Reputation: 10043
I am using PDFBox to extract text from several PDF docs, and whilst running my unit test suite (via gradle) I am getting intermittent failures caused by a NullPointerException - my base assumption now being that it is caused by multiple threads attempting to load the font into the font dictionanry cache at the same time.
I know, as is stated in the FAQs, that PDFBox is not threadsafe - but the impression I have got from that and this discussion here, is that relates specifically to multiple threads accessing a document at the same time, and the comment appears to suggest that the fontbox cache is expected to be threadsafe.

*Tasks and exercises*:
1 – Name every software project or tool mentioned by name in the PDFBox post.
2 – In the PDFBox post, what exception causes the intermittent unit test failures?

*Information supplied*:
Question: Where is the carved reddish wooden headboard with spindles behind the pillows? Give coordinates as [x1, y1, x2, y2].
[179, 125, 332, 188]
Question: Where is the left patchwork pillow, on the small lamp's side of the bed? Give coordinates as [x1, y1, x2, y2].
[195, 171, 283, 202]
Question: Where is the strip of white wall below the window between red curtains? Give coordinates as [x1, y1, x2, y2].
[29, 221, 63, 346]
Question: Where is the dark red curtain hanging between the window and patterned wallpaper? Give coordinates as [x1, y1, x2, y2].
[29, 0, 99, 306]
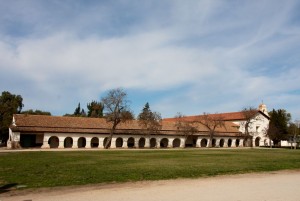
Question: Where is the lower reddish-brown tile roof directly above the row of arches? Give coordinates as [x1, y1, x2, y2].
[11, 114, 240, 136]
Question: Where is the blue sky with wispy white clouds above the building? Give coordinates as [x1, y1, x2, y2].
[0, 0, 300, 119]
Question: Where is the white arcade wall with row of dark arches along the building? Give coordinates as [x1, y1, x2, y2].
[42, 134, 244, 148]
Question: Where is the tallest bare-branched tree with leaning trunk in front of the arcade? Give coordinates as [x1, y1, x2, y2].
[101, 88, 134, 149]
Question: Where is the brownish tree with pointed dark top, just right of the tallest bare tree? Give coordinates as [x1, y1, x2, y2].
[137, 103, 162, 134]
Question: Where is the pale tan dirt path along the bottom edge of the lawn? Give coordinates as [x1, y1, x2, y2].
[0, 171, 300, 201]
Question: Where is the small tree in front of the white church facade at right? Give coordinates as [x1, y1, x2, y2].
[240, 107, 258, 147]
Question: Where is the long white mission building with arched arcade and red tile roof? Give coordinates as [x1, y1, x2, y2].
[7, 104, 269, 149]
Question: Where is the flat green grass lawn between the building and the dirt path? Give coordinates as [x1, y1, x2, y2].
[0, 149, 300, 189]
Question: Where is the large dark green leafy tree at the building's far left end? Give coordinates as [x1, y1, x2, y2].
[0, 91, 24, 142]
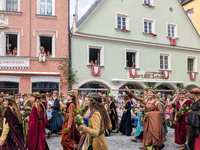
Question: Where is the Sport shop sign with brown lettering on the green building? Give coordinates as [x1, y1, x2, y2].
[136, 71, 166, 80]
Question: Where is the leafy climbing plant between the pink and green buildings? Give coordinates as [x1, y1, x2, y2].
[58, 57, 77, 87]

*Solutions to each task*:
1 – PDFBox, gradle, fontbox

2 – A NullPointerException.